-- Task prompt --
Copy everything from the line containing "of the textured" down to the end of the rows, requests included. Scale each x and y coordinate in the answers by 0.5 and round to whole numbers with halves going up, leaving the sample coordinates in the requests unchanged.
** start Dataset records **
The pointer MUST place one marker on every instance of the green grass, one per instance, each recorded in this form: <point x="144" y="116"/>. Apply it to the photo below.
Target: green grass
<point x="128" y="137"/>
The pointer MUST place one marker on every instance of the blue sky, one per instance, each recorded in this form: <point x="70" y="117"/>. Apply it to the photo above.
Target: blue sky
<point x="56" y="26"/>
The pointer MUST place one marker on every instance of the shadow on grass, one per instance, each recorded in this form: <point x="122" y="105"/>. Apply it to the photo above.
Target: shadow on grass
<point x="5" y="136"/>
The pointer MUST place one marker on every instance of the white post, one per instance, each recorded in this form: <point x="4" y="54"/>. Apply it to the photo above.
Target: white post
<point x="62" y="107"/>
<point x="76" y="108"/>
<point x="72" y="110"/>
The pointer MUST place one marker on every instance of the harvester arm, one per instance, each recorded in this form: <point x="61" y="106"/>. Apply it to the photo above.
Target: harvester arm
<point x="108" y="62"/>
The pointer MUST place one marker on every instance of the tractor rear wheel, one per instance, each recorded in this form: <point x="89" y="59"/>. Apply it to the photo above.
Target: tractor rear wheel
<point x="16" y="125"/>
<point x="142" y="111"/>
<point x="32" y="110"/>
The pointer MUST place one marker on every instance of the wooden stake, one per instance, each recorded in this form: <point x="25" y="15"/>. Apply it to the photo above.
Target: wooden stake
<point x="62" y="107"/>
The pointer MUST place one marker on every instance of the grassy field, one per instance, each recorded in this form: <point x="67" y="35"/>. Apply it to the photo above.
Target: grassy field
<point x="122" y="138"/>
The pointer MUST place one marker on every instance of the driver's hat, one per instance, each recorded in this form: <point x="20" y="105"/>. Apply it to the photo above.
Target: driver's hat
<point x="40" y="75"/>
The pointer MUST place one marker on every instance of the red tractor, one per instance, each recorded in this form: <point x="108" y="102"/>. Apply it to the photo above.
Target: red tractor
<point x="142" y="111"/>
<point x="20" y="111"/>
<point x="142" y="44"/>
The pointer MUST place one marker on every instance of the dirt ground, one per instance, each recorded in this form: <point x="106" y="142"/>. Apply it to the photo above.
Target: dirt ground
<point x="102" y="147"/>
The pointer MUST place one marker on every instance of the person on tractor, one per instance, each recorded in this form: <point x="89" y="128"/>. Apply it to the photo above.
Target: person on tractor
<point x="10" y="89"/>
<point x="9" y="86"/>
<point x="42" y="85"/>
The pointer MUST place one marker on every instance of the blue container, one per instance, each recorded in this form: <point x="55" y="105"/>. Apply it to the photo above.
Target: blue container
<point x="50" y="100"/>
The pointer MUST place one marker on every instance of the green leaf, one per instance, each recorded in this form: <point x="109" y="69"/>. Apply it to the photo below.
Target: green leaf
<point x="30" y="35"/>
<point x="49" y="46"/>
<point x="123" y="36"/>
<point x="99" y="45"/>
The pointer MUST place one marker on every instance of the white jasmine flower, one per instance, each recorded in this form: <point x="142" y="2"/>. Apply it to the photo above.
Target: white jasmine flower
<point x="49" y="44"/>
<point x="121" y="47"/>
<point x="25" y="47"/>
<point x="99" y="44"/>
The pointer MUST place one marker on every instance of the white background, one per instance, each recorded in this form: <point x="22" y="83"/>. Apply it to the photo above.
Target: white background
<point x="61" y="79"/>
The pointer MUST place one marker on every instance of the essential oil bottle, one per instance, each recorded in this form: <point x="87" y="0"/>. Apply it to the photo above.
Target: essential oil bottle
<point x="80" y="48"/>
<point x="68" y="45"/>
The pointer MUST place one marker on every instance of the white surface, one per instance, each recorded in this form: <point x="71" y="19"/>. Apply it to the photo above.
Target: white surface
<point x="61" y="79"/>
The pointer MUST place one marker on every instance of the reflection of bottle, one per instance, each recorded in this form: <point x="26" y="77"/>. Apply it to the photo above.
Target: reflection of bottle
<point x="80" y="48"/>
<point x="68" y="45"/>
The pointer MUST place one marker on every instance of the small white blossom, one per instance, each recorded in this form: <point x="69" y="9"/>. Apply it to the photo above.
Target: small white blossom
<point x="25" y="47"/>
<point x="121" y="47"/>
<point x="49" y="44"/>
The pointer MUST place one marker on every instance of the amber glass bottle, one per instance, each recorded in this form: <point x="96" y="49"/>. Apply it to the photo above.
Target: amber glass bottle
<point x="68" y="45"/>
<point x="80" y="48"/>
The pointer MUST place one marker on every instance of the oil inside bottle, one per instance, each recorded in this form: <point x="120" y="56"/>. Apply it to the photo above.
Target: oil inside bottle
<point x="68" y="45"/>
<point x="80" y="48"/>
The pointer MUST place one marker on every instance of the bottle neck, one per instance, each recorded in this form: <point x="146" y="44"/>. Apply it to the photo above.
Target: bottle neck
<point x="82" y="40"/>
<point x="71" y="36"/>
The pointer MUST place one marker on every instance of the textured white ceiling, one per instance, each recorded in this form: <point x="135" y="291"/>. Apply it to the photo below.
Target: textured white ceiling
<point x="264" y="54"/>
** end Dataset records **
-- Solution to the exercise --
The pointer MUST place one marker on every instance of the textured white ceiling, one per instance, each recorded in this form: <point x="135" y="291"/>. Apply it to the photo below.
Target: textured white ceiling
<point x="132" y="27"/>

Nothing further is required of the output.